--- START ---
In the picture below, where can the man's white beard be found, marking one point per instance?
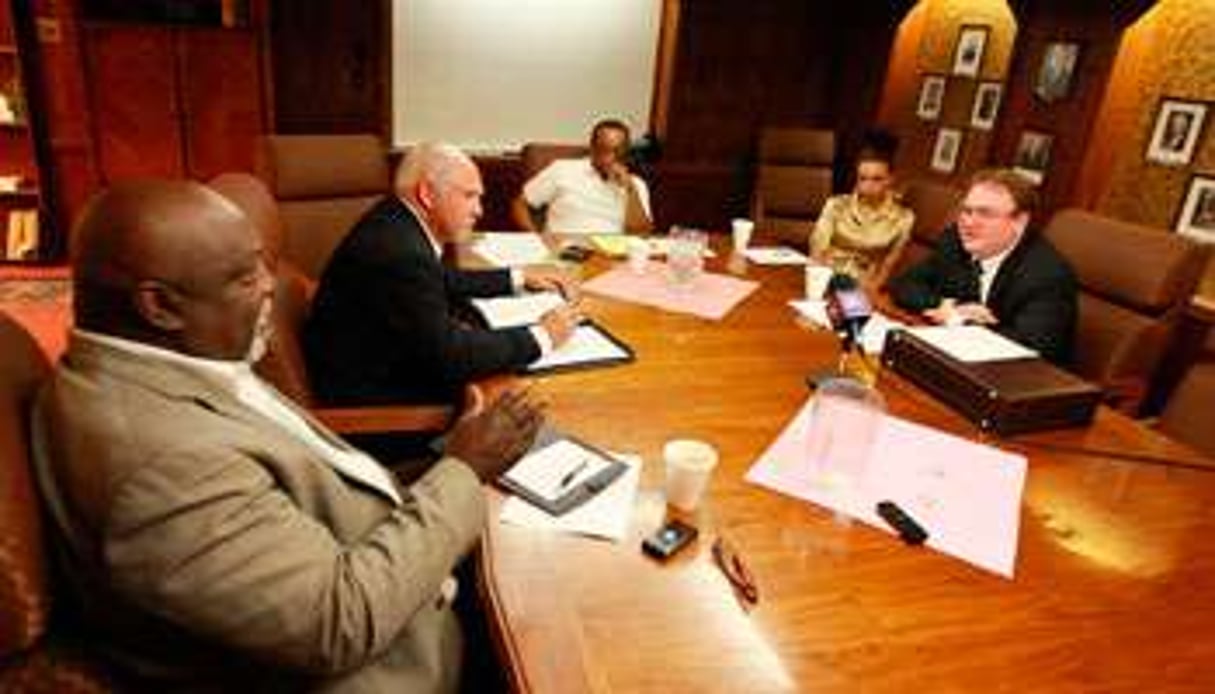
(261, 332)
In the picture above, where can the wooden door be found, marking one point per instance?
(134, 96)
(221, 91)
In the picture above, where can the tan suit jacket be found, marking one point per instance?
(209, 549)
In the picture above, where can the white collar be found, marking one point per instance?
(230, 371)
(425, 227)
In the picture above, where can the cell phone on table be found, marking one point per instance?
(670, 539)
(575, 253)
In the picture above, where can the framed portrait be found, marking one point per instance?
(1179, 125)
(1196, 218)
(968, 51)
(945, 150)
(932, 95)
(1033, 154)
(1056, 72)
(987, 105)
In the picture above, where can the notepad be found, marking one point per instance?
(588, 347)
(775, 255)
(561, 475)
(972, 343)
(519, 310)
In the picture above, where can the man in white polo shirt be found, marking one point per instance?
(593, 195)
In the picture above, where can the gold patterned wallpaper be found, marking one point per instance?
(1169, 52)
(939, 23)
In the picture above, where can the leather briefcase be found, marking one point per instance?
(1010, 396)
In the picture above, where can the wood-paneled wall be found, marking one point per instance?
(332, 66)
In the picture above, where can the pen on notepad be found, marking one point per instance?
(571, 475)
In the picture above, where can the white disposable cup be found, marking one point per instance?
(689, 463)
(741, 230)
(638, 254)
(817, 280)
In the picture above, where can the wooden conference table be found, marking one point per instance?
(1114, 585)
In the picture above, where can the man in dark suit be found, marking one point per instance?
(384, 323)
(993, 269)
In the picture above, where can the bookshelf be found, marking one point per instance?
(24, 199)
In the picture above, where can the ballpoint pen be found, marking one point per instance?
(736, 573)
(571, 475)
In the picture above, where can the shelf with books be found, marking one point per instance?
(27, 231)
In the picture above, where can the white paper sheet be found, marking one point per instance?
(966, 495)
(972, 343)
(775, 255)
(587, 344)
(512, 248)
(605, 515)
(518, 310)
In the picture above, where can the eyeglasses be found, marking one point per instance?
(983, 213)
(736, 573)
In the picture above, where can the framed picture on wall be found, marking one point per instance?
(1056, 72)
(1033, 154)
(932, 95)
(1196, 218)
(987, 105)
(945, 150)
(968, 51)
(1179, 124)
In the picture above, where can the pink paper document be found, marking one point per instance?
(966, 495)
(707, 295)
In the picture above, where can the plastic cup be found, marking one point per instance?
(689, 464)
(741, 231)
(817, 280)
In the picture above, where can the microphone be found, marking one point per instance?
(848, 309)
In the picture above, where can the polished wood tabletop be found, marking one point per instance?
(1114, 586)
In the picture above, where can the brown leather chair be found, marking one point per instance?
(794, 175)
(1187, 415)
(33, 655)
(934, 206)
(323, 184)
(283, 364)
(1135, 283)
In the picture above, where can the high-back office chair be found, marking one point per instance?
(1135, 282)
(934, 206)
(32, 658)
(283, 364)
(323, 184)
(1186, 417)
(794, 175)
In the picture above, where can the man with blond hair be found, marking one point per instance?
(385, 322)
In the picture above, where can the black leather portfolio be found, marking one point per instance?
(1009, 396)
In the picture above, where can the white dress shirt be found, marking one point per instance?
(578, 199)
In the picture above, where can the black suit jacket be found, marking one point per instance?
(383, 329)
(1033, 294)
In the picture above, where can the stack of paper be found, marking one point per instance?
(966, 495)
(518, 310)
(710, 295)
(512, 248)
(972, 343)
(775, 255)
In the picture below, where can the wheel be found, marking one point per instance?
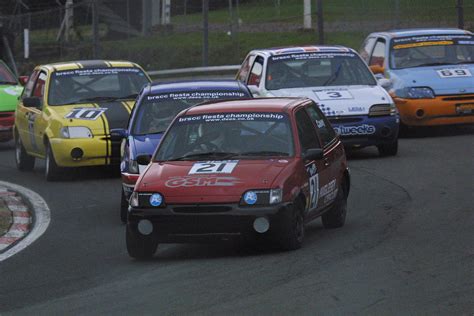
--- END ---
* EXERCISE REQUIREMENTS *
Except for the pictures, print the data above exactly.

* YOUR SOLUTION *
In the picture below, where can the man's white beard be found, marking one point per instance?
(261, 332)
In the picture above, where can the wooden door be found, marking one point per instance?
(134, 96)
(221, 91)
In the picture above, where can the tan suit jacket be found, marking one point per instance?
(209, 549)
In the picture above, where can the white collar be found, marking one point per instance?
(230, 371)
(425, 227)
In the picture above, where can the cell phone on table be found, marking one point per instance?
(670, 539)
(575, 253)
In the picture above, where can the framed portrait be found, marking one point per instance?
(1179, 125)
(1196, 218)
(968, 51)
(945, 150)
(932, 95)
(1033, 154)
(1056, 72)
(987, 105)
In the picture above, where can the notepad be found, marking one point per instance?
(588, 347)
(775, 255)
(561, 475)
(972, 343)
(519, 310)
In the picture above, where can the man in white polo shirt be found, marking one point per instance?
(593, 195)
In the picture above, where can the gold patterned wallpaper be found, marking one point per instance?
(1169, 52)
(939, 23)
In the picture above, where can the leather briefcase be found, marking one point per instance?
(1010, 396)
In the picture above, where can the wood-paneled wall be found, marking one point per instance?
(332, 66)
In the picture above, where can the pen on notepad be found, marking one point per instance?
(571, 475)
In the picture above, where can the white disposable cup be found, marking one point per instance?
(689, 463)
(741, 230)
(638, 254)
(817, 280)
In the picture above, where can the wooden conference table be found, marking one point per instance?
(1114, 585)
In the picture above, where can the man in dark suit be found, marking one point per instance?
(384, 323)
(993, 269)
In the picture above, where can the bookshelf be found, marking one point per instance?
(24, 199)
In the picture above, where can the ballpoint pen be found, marking one point per instance?
(736, 573)
(571, 475)
In the picture above, where can the shelf with books be found, marking one point per instance?
(27, 231)
In the picture above, where can the white paper sheet be found, marking one point per instance?
(966, 495)
(972, 343)
(775, 255)
(587, 344)
(512, 248)
(605, 515)
(518, 310)
In the picture above, where can the eyeglasses be found, marking one point per instance?
(983, 213)
(736, 573)
In the picture above, where can the framed picture on wall be found, marking one point per instance?
(1056, 72)
(1033, 154)
(932, 95)
(1196, 218)
(987, 105)
(945, 150)
(968, 51)
(1179, 124)
In the picture above, where can the pink paper document be found, marking one point per instance?
(966, 495)
(707, 295)
In the picture above, where can the plastic cup be found, marking one point per instance?
(689, 464)
(741, 231)
(817, 280)
In the picture above, where can the microphone be found, marking one point per instance?
(848, 309)
In the picture above, where can the polished wood tabletop be found, marking one point per instance?
(1114, 586)
In the picture above, where can the brown leather chair be found, marking one point per instance?
(794, 175)
(1187, 415)
(33, 655)
(934, 206)
(323, 184)
(283, 364)
(1135, 283)
In the picture above, where can the high-back office chair be found, marking one point per instance?
(1135, 282)
(934, 206)
(32, 658)
(283, 364)
(323, 184)
(1186, 417)
(794, 175)
In the picture above, where can the man with blond hair be found, marking one point per instance?
(385, 322)
In the picture above, where can the black leather portfolio be found, marking one point per instance?
(1009, 396)
In the picture above, where can the white dress shirt be found, marking one point per instance?
(578, 199)
In the picture above, where can the black suit jacket be found, marking one point per instance?
(383, 329)
(1033, 294)
In the picture above, where can the stack of paper be found, marking one point per instance?
(966, 495)
(518, 310)
(710, 295)
(512, 248)
(972, 343)
(775, 255)
In the picture below, where can the wheel be found, marking one point per instance?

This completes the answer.